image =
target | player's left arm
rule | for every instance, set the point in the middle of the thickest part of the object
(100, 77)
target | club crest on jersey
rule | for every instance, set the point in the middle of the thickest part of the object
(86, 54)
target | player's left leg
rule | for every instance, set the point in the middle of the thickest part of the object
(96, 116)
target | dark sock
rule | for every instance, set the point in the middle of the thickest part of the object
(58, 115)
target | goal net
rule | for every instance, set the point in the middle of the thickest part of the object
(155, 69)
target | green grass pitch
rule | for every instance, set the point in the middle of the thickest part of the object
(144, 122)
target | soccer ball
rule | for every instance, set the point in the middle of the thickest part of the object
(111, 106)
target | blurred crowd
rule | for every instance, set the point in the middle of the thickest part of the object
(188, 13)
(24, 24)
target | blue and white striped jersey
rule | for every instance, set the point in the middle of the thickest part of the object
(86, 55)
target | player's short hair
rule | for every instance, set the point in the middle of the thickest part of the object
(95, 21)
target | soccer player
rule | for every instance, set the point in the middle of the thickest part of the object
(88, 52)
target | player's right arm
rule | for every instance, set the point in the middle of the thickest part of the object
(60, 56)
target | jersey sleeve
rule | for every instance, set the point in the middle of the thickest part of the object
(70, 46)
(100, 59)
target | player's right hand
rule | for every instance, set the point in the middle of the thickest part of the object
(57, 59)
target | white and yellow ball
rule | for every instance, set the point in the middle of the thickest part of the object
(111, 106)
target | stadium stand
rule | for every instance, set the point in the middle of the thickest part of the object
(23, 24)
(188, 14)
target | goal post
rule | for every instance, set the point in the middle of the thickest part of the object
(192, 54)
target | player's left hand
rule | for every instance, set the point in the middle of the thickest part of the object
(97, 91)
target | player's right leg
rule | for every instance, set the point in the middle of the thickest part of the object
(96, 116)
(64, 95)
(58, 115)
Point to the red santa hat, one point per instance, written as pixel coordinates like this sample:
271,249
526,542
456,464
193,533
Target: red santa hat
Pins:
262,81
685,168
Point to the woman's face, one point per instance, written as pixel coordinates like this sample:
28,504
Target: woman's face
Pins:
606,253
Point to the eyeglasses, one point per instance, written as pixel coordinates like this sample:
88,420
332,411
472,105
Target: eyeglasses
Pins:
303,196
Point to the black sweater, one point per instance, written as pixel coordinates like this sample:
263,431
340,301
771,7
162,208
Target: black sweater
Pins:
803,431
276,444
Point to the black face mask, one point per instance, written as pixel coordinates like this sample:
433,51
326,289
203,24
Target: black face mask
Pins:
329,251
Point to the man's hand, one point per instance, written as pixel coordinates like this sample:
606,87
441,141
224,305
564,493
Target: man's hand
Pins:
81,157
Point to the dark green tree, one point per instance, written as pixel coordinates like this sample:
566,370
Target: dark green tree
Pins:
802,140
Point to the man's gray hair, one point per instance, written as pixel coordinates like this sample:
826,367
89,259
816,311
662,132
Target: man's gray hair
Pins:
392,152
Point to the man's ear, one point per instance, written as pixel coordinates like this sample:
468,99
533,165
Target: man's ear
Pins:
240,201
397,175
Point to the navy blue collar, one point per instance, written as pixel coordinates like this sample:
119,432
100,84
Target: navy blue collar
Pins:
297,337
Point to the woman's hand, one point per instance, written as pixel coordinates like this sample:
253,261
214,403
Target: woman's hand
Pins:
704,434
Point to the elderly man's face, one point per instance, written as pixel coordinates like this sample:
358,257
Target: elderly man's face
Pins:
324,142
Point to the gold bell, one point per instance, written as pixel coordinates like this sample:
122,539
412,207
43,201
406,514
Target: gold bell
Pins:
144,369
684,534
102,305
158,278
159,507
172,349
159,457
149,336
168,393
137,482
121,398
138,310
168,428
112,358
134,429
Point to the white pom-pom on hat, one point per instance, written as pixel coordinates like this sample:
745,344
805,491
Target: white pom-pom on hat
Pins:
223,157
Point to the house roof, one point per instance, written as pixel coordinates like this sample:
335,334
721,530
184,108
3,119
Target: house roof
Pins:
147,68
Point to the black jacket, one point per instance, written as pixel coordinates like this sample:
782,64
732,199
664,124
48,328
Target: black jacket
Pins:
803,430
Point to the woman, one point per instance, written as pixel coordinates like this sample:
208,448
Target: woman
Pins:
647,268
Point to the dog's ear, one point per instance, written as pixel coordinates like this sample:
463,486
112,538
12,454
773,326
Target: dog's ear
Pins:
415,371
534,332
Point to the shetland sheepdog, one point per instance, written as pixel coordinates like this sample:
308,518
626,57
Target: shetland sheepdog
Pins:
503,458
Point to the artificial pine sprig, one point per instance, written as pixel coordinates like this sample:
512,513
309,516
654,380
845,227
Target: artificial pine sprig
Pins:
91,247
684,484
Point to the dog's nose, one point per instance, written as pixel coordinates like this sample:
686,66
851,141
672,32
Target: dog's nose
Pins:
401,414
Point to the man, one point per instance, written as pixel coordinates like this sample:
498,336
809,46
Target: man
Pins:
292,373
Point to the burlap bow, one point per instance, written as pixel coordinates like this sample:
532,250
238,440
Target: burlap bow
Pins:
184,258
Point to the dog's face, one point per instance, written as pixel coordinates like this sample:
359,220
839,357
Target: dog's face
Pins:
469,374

◇ ◇ ◇ ◇ ◇

▶ _Exercise_
Letter for letter, copy all of the entries above.

▶ _Completed task_
image =
target | player's left arm
rule | for every instance, set the point in the middle of the thickest part of the object
(100, 77)
target | club crest on jersey
rule | for every instance, set the point in the middle of the thickest part of the object
(86, 54)
target | player's left leg
rule | for every instance, set the point in the middle of the thickest part of the object
(96, 116)
target | dark sock
rule | for every instance, set the point in the middle of the thickest part of the object
(58, 115)
target | goal net
rule | for every instance, set the point in the middle of the thickest part of the object
(155, 69)
target | green grass pitch
rule | for every instance, set the point in the middle of the thickest part of the object
(144, 122)
target | soccer ball
rule | for every instance, set the point in the middle of the thickest part of the object
(111, 106)
target | blurred crowd
rule | for every instance, set the point in the middle of the thickest part of the object
(188, 13)
(24, 24)
target | blue and white striped jersey
rule | for every instance, set the point in the middle of the thickest part of the object
(86, 55)
target | player's short hair
rule | for every instance, set the point in the middle of the thickest part of the object
(95, 21)
target | soccer player
rule | for every instance, set the point in the middle of the thickest part of the object
(88, 52)
target | player's right arm
rule | for every instance, set the point in the middle of the thickest part of the object
(60, 56)
target | jersey sleeve
rule | for every instance, set the point in the middle of the thickest part of the object
(70, 46)
(100, 59)
target | player's right hand
rule | for every instance, set the point in the middle of the thickest part of the object
(57, 59)
target | white and yellow ball
rule | for every instance, set the point in the middle of the thickest part of the object
(111, 106)
target | stadium stand
rule | for every instance, set the point in the middle of the thickest part of the object
(23, 24)
(188, 14)
target | goal post
rule | for every instance, set the point in the middle of the thickest part of the object
(192, 54)
target | player's left hand
rule | for every instance, set the point in the middle of the thickest part of the object
(97, 91)
target | player's right leg
rule | for every instance, set the point in the middle of the thickest part of the object
(96, 116)
(64, 95)
(58, 115)
Point to the red santa hat, one point per instance, written as pixel coordinates like this sample:
271,249
526,542
456,464
193,533
Target: red santa hat
Pins:
262,81
685,168
Point to the woman's face, one point per instance, written as pixel coordinates like this sample:
28,504
Target: woman's face
Pins:
606,253
Point to the eyeglasses, one point per instance, written as pixel coordinates like this sample:
88,420
332,411
472,105
Target: eyeglasses
Pins:
303,196
Point to the black sweater, one point per instance, written as pixel coordinates like this sample:
263,431
340,301
771,7
162,208
Target: black sweater
Pins:
803,431
276,444
Point to the black face mask, one point per instance, written as pixel coordinates like this sample:
433,51
326,289
203,24
Target: black face mask
Pins:
329,251
Point to the man's hand, one point per instance, written as pixel coordinates like this sample:
606,87
441,141
224,305
564,493
Target: man's hand
Pins:
81,157
Point to the dark green tree, one point per instance, written as pixel coordinates like this sample:
566,370
Target: dark green tree
Pins:
802,140
Point to the man's gray hair, one point per instance, written as pixel coordinates like this sample:
826,367
89,259
816,311
662,132
Target: man's gray hair
Pins:
392,152
Point to the man's ear, one point per instance, written as pixel coordinates like this sample:
468,99
533,165
Target: man's ear
Pins:
240,201
397,175
Point to the navy blue collar, one point per instance, written as pixel coordinates like this sample:
119,432
100,84
Target: navy blue collar
Pins:
297,337
Point to the woman's hand, one point per instance, written as pixel coordinates like this sample:
253,261
214,403
Target: woman's hand
Pins:
704,434
Point to the elderly man's face, one point per instance, written as pixel coordinates like this sample:
358,257
Target: elderly man's face
Pins:
324,142
Point to the gold bell, one point per instance, written as pixel coordinates like this sample:
122,539
412,207
43,201
406,514
Target: gold bell
Pins:
144,369
684,534
102,305
158,278
159,507
172,349
159,457
149,336
168,393
137,482
121,398
138,310
168,428
112,358
134,429
Point to the white pom-pom on hat, one point per instance, written as pixel coordinates like this sample:
745,344
805,491
Target: white pom-pom on hat
Pins:
223,157
Point to the house roof, one point per instance, written as pixel coordinates like this sample:
335,334
721,530
184,108
3,119
Target: house roof
Pins:
147,68
Point to the black jacket, one point per instance, written as pixel coordinates like this sample:
782,64
732,199
664,124
48,328
Target: black jacket
Pins:
803,430
Point to the woman, one point per instance, written as pixel coordinates like this sample:
208,448
Target: woman
Pins:
647,268
Point to the dog's ear, one point per instance, written as pixel coordinates like this sample:
463,486
112,538
12,454
773,326
Target: dog's ear
Pins:
415,371
534,332
Point to the shetland sheepdog, one point per instance, written as pixel coordinates like this sample:
308,518
626,57
Target: shetland sheepdog
Pins:
503,458
Point to the artificial pine sprig, one point per instance, written as pixel coordinates like this sample:
512,513
309,516
654,380
845,227
Target: artificial pine sprig
Pins:
91,247
684,484
Point to the dog's nose, one point per instance, written as pixel coordinates like this sample:
686,66
851,141
672,32
Target: dog's nose
Pins:
401,414
Point to the man, one point per instance, written as pixel coordinates like this sample:
498,336
809,46
Target: man
Pins:
292,373
Point to the burlap bow, one point per instance, written as pixel coordinates like this sample:
532,250
238,440
Target: burlap bow
Pins:
184,258
Point to the dog's face, one point per instance, written as pixel coordinates like this sample:
359,220
839,357
Target: dog's face
Pins:
469,374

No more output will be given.